◆ **Exercise task A**: Transcribe the stretch from "A simple realization" through "the displacement x." in the forum answer on simple harmonic motion.
◆ **Exercise task B**:
Do the following statements agree with the forum answer on simple harmonic motion? Answer yes or no for each, and quote the words of the answer that decide it.
(i) The force constant k measures how stiff the spring is.
(ii) The spring is treated as having mass of its own.
(iii) The maximum displacement A is called the amplitude.
◆ **Exercise task C**: Continue the forum answer on simple harmonic motion from its last line.

◆ **Excerpted passage**:

___

# find the point where th kienatic and potential energy is equal in SHM?

Arun
25750 Points
5 years ago

A simple realization of the harmonic oscillator in classical mechanics is a particle which is acted upon by a restoring force proportional to its displacement from its equilibrium position. Considering motion in one dimension, this means

F=−kx

Such a force might originate from a spring which obeys Hooke’s law

The force constant k is a measure of the stiffness of the spring. The variable x is chosen equal to zero at the equilibrium position, The negative sign shows restoring force, always in the opposite sense to the displacement x.

F = m .{d^2 x / dx^2} = −kx

where m is the mass of the body attached to the spring, which is itself assumed massless. This leads to a differential equation of familiar form, although with different variables:

the solution of the differential equation is of the form

x = A sin wt where

w= sqrt(k/m) and A is maximum displacement called amplitude,

if at t=0 x=0

thus the velocity at any time t will be

dx/dt = A.w.cos(wt)

___

◆ **Recorded data**:
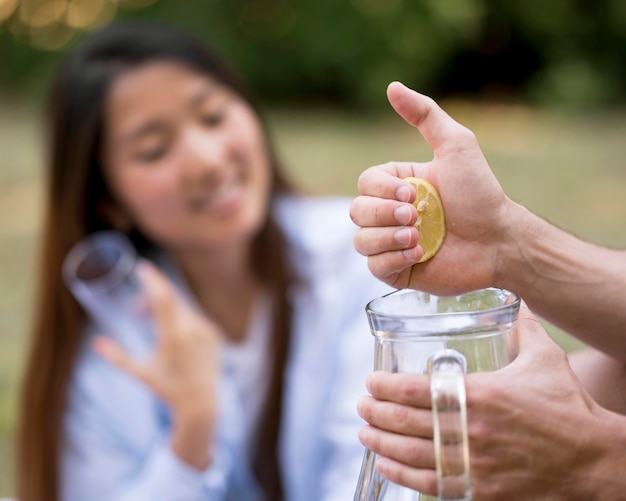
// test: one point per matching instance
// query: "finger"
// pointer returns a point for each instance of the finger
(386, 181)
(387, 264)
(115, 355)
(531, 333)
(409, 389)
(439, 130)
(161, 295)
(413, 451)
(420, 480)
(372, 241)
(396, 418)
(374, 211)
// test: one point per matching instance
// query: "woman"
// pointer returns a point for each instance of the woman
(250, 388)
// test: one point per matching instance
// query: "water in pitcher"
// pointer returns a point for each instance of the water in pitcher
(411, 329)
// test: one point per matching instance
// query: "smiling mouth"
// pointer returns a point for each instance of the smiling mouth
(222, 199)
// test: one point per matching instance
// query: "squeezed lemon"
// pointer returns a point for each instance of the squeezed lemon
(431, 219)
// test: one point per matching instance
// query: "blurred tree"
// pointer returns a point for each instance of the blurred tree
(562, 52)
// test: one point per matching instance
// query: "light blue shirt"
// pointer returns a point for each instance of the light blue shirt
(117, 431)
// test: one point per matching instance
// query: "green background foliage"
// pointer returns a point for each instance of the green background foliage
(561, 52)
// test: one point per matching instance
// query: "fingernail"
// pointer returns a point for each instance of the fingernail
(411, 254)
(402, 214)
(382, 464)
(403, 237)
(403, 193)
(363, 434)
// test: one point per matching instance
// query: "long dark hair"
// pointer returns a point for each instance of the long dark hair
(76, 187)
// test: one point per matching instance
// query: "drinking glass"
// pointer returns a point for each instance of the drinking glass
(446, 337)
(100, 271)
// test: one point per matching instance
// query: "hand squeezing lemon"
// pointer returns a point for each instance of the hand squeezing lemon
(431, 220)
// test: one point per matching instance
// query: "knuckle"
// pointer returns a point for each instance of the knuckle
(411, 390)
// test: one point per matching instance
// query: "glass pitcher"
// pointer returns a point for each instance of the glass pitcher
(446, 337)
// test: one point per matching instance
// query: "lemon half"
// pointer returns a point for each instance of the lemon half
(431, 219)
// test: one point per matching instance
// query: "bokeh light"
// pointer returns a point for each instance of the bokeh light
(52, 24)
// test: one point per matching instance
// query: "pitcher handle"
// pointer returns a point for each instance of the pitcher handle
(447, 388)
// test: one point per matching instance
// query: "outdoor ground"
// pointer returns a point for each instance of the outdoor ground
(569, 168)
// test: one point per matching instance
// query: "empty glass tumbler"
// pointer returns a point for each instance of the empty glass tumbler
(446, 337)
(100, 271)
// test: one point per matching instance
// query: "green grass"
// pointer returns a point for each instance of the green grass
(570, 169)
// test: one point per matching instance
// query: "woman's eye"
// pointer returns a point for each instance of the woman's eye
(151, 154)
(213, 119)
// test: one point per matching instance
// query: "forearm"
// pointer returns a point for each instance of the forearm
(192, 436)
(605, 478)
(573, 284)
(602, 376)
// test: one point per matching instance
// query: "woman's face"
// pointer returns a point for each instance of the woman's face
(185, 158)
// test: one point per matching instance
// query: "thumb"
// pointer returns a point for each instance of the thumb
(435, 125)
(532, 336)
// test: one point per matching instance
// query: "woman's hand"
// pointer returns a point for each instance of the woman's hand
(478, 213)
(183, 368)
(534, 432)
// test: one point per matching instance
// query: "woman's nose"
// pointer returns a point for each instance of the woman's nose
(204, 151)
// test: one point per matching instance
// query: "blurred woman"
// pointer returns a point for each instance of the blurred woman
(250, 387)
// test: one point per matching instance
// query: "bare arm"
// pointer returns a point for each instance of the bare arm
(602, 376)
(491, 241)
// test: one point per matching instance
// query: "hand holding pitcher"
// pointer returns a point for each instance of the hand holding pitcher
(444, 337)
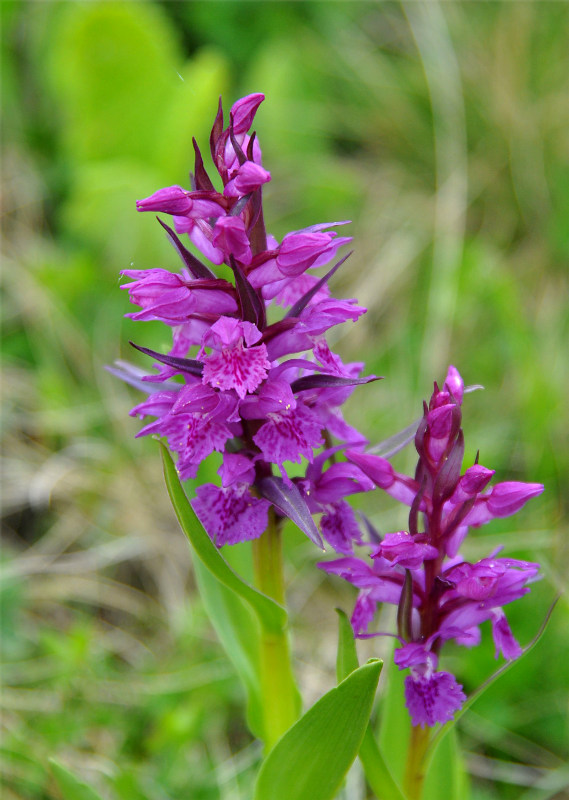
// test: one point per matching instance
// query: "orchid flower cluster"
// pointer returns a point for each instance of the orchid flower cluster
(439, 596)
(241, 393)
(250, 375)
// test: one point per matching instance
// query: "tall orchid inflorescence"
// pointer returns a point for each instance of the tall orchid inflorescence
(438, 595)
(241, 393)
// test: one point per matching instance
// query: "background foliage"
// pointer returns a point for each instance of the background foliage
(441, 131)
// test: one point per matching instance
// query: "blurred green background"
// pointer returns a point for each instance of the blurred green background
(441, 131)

___

◆ **Exercise result A**:
A simple realization of the harmonic oscillator in classical mechanics is a particle which is acted upon by a restoring force proportional to its displacement from its equilibrium position. Considering motion in one dimension, this means

F=−kx

Such a force might originate from a spring which obeys Hooke’s law

The force constant k is a measure of the stiffness of the spring. The variable x is chosen equal to zero at the equilibrium position, The negative sign shows restoring force, always in the opposite sense to the displacement x.

◆ **Exercise result B**:
(i) Yes: "The force constant k is a measure of the stiffness of the spring."
(ii) No: "which is itself assumed massless."
(iii) Yes: "A is maximum displacement called amplitude"

◆ **Exercise result C**:
so the kinetic energy at time t

(1/2) m. vel^2 = (1/2) m. {A^2. w^2 Cos^2 (wt)}

The general relation between force and potential energy in a conservative system in one dimension is

F = −(dV / dx) i.e. the force is derived as negative rate of change of potential

Thus the potential energy of a harmonic oscillator is given by

V(x) = (1/2). k .x ^2

which has the shape of a parabola,turning points ±x(max)

where the total energy E equals the potential energy (1/2). k .x ^2 while the kinetic energy is momentarily zero.

In contrast, when the oscillator moves past x=0 the kinetic energy reaches its maximum value while the potential energy equals zero.

therefore the two forms of energy are being shared with total E constant.

Now let at any instant t the two energies are equal

K.E. = P.E.

so (1/2) m. {A^2. w^2 Cos^2 (wt)} = (1/2). k .x(t) ^2 = (1/2). k .( A sin wt )^2

Both are equal to (1/2) total Energy

so its possible if wt= pi/4 where sin and cos function will have same value.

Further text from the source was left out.